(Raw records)
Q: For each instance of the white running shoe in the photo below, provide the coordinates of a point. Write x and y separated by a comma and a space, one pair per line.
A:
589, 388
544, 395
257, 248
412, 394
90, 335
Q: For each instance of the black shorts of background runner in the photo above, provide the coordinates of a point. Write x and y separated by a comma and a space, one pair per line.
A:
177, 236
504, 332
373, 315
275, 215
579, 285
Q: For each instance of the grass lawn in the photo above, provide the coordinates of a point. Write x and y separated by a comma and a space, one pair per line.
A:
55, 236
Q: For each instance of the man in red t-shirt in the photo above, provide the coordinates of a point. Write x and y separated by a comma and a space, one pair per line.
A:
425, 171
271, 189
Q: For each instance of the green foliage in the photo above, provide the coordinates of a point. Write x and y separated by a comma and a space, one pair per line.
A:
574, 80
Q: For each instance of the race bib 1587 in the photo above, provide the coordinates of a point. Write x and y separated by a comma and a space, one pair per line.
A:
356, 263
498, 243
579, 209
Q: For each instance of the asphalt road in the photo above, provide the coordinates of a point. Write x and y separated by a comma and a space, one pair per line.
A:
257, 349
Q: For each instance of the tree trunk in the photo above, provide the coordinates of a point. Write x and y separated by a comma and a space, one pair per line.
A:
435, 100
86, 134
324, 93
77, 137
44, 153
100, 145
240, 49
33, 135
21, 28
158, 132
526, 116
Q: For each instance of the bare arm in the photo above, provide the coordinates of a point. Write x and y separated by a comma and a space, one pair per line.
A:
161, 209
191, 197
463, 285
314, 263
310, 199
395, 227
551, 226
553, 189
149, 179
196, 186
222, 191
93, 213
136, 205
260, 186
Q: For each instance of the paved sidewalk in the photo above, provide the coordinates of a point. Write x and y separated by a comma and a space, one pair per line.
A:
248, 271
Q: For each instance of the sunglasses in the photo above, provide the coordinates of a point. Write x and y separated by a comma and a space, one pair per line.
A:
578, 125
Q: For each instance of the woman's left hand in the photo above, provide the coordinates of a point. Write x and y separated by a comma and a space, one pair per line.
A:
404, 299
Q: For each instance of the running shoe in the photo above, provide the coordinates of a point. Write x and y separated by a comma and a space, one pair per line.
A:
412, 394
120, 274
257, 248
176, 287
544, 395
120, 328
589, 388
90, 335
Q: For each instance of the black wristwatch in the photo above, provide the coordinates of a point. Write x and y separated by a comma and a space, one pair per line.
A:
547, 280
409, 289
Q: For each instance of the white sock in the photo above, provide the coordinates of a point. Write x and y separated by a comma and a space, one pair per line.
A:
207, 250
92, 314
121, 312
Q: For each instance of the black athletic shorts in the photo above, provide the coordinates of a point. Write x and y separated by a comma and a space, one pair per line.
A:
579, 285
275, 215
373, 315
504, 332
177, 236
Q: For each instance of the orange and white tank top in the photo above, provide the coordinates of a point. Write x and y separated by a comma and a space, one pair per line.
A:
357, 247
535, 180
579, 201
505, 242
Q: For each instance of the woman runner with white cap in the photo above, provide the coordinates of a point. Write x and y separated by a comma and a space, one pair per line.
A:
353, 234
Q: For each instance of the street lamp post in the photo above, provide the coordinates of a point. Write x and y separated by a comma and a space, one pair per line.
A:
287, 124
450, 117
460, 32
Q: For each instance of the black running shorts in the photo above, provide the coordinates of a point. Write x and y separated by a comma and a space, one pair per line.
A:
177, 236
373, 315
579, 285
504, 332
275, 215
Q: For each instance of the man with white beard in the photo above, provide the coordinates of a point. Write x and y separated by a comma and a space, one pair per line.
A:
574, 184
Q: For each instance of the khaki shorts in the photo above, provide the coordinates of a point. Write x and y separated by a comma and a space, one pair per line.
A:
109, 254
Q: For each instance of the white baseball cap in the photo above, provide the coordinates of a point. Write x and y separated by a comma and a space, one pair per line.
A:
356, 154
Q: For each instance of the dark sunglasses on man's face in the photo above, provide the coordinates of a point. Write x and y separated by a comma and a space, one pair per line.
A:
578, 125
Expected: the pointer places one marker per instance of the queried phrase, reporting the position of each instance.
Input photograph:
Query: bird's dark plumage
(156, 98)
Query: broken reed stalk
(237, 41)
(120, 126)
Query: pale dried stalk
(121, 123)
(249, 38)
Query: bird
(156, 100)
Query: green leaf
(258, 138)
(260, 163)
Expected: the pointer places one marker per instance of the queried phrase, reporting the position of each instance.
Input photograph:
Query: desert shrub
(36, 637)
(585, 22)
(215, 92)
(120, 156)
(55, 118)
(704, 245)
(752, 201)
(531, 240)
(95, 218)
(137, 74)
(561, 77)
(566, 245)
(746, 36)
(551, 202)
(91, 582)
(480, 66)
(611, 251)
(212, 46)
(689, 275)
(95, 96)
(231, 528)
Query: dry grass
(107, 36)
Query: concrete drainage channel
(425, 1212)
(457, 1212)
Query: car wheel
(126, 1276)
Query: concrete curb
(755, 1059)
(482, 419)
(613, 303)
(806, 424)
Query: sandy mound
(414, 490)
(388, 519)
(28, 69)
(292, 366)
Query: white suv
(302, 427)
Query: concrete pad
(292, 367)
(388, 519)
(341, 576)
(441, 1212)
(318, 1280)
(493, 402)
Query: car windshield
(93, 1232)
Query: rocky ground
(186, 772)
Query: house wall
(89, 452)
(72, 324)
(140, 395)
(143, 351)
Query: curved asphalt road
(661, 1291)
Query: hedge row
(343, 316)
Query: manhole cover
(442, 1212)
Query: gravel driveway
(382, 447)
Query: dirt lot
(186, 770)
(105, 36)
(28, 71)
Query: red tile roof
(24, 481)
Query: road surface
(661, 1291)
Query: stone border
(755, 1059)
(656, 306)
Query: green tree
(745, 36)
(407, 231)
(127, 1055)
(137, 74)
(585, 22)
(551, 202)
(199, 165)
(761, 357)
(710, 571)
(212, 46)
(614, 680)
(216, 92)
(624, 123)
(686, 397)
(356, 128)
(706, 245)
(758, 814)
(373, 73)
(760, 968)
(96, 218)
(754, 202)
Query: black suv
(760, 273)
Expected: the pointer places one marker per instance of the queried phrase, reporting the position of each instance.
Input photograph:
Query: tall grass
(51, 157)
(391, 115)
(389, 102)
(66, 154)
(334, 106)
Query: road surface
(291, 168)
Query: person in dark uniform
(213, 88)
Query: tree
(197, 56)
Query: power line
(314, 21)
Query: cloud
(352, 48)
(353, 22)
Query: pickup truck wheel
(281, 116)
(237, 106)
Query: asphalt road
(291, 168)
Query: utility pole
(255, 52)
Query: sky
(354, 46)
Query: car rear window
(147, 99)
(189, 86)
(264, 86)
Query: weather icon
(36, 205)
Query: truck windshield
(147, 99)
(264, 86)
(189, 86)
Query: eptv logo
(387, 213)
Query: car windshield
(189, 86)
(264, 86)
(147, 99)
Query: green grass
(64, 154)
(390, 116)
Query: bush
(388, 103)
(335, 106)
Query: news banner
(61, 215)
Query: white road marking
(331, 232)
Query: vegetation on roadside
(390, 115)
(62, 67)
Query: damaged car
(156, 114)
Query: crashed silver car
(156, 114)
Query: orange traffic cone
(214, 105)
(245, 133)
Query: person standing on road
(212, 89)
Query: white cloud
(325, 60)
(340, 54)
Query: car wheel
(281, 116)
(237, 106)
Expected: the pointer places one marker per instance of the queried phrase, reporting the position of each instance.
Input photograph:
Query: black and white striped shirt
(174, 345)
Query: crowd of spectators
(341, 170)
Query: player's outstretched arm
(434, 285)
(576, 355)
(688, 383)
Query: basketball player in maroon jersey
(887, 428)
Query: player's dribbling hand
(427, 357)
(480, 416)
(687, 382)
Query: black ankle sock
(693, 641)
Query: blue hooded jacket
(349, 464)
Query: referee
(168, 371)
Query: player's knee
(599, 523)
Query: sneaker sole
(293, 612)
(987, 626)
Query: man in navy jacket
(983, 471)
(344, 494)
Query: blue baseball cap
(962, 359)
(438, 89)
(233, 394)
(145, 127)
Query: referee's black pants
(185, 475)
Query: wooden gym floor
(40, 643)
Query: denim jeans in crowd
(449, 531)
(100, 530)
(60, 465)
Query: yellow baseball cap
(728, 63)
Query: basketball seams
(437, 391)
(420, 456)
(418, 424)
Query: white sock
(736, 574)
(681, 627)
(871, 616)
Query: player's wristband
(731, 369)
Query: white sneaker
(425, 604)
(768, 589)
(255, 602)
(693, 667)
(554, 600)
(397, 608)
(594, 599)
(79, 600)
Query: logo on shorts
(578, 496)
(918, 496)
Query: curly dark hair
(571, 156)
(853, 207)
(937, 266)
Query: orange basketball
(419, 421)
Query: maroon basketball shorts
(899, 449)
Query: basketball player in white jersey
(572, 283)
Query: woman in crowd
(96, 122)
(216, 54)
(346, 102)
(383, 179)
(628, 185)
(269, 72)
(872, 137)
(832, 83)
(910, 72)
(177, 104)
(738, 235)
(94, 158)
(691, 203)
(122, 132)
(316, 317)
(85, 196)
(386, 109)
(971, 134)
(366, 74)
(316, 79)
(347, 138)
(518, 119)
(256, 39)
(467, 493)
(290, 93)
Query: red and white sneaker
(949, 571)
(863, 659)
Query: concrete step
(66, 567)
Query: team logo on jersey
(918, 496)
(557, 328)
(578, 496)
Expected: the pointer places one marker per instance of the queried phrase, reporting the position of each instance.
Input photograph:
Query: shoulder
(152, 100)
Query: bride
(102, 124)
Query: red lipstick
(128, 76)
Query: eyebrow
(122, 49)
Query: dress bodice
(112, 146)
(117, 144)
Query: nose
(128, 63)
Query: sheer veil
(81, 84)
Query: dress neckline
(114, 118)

To do - Write out the lines of the material word for word, starting with the line that contains "Query: curly dark hair" and continuing through the end of the material, with both ends included.

Correct result -
Query: curly dark hair
(571, 156)
(853, 207)
(937, 266)
Query: orange basketball
(419, 421)
Query: maroon basketball shorts
(899, 449)
Query: basketball player in white jersey
(572, 283)
Query: woman in crowd
(96, 122)
(216, 54)
(346, 102)
(383, 179)
(628, 185)
(269, 72)
(872, 137)
(832, 83)
(910, 72)
(177, 104)
(738, 235)
(94, 158)
(691, 203)
(122, 132)
(316, 317)
(85, 196)
(386, 109)
(971, 134)
(366, 74)
(316, 79)
(347, 138)
(518, 119)
(256, 39)
(467, 493)
(290, 93)
Query: red and white sneaker
(949, 571)
(863, 659)
Query: concrete step
(66, 567)
Query: team logo on jersey
(918, 496)
(557, 328)
(578, 496)
Expected: the pointer places one marker per instance of the queried phrase, reporting the position of each instance.
Input photograph:
Query: shoulder
(152, 100)
Query: bride
(102, 124)
Query: red lipstick
(128, 76)
Query: eyebrow
(122, 49)
Query: dress bodice
(112, 146)
(117, 144)
Query: nose
(128, 63)
Query: sheer veil
(81, 84)
Query: dress neckline
(114, 118)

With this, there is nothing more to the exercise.